───── Material supplied
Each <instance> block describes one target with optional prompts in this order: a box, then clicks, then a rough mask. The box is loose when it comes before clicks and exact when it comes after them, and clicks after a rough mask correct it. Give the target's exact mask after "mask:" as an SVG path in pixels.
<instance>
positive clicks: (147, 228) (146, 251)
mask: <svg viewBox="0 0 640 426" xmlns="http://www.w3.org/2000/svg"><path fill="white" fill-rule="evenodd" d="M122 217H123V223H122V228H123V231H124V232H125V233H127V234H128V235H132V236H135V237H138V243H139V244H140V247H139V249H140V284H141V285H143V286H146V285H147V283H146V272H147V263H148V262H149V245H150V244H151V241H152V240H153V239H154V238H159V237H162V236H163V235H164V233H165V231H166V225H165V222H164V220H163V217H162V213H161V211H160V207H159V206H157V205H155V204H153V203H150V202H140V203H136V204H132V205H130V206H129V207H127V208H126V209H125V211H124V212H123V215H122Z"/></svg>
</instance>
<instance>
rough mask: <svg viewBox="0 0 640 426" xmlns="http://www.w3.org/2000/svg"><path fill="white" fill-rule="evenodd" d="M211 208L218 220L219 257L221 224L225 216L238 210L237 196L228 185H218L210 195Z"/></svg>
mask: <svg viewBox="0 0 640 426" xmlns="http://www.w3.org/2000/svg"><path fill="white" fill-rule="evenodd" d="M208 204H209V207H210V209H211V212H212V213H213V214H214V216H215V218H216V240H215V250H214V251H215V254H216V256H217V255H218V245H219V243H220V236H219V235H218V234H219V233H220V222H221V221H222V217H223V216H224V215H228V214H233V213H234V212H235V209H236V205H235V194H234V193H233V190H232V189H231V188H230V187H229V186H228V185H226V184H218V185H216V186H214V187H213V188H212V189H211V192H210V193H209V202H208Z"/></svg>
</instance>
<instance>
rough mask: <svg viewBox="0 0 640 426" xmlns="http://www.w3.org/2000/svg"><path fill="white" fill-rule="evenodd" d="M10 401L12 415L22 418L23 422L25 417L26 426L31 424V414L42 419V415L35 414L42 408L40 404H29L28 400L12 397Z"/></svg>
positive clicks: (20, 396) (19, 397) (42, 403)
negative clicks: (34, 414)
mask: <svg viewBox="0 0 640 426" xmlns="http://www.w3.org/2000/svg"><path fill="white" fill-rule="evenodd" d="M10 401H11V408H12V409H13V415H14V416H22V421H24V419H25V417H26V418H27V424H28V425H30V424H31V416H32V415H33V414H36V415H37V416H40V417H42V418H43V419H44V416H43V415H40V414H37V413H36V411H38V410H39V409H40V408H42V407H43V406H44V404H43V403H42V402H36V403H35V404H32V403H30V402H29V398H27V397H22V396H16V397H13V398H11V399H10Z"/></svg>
──────────
Every entry is to be restated exactly, with no line dropped.

Each <instance> block describes one target with optional prompts in this order: a box, then clicks, then a rough mask. The box is loose when it comes before clicks and exact when it comes after them, and clicks after a rough mask correct it. Give the target's exact mask after "mask:" as an SVG path in pixels.
<instance>
positive clicks: (147, 228) (146, 251)
mask: <svg viewBox="0 0 640 426" xmlns="http://www.w3.org/2000/svg"><path fill="white" fill-rule="evenodd" d="M122 217H123V223H122V228H123V231H124V232H125V233H127V234H128V235H132V236H135V237H138V243H139V244H140V247H139V249H140V284H141V285H143V286H146V285H147V283H146V272H147V263H148V262H149V245H150V244H151V241H152V240H153V239H154V238H159V237H162V236H163V235H164V233H165V231H166V225H165V222H164V220H163V217H162V213H161V211H160V207H159V206H157V205H155V204H153V203H150V202H140V203H136V204H132V205H130V206H129V207H127V208H126V209H125V211H124V212H123V215H122Z"/></svg>
</instance>
<instance>
rough mask: <svg viewBox="0 0 640 426" xmlns="http://www.w3.org/2000/svg"><path fill="white" fill-rule="evenodd" d="M211 208L218 220L219 257L221 224L225 216L238 210L237 196L228 185H218L210 195Z"/></svg>
mask: <svg viewBox="0 0 640 426" xmlns="http://www.w3.org/2000/svg"><path fill="white" fill-rule="evenodd" d="M208 204H209V207H210V209H211V212H212V213H213V214H214V216H215V218H216V240H215V250H214V251H215V254H216V256H217V255H218V245H219V243H220V236H219V235H218V234H219V233H220V222H221V221H222V217H223V216H224V215H228V214H233V213H234V212H235V209H236V205H235V194H234V193H233V190H232V189H231V188H230V187H229V186H228V185H226V184H218V185H216V186H214V187H213V188H212V189H211V192H210V193H209V202H208Z"/></svg>
</instance>
<instance>
rough mask: <svg viewBox="0 0 640 426" xmlns="http://www.w3.org/2000/svg"><path fill="white" fill-rule="evenodd" d="M10 401L12 415L22 418L23 422L25 417L26 426L31 424V414L42 419V415L35 414L42 408L40 404H29L28 400L12 397Z"/></svg>
positive clicks: (20, 396) (19, 397) (42, 403)
negative clicks: (34, 414)
mask: <svg viewBox="0 0 640 426" xmlns="http://www.w3.org/2000/svg"><path fill="white" fill-rule="evenodd" d="M10 401H11V408H12V409H13V415H14V416H22V421H24V419H25V417H26V418H27V424H28V425H30V424H31V416H32V415H33V414H36V415H37V416H40V417H42V418H43V419H44V416H43V415H40V414H37V413H36V411H38V410H39V409H40V408H42V407H43V406H44V404H43V403H42V402H36V403H35V404H32V403H30V402H29V398H27V397H22V396H16V397H13V398H11V399H10Z"/></svg>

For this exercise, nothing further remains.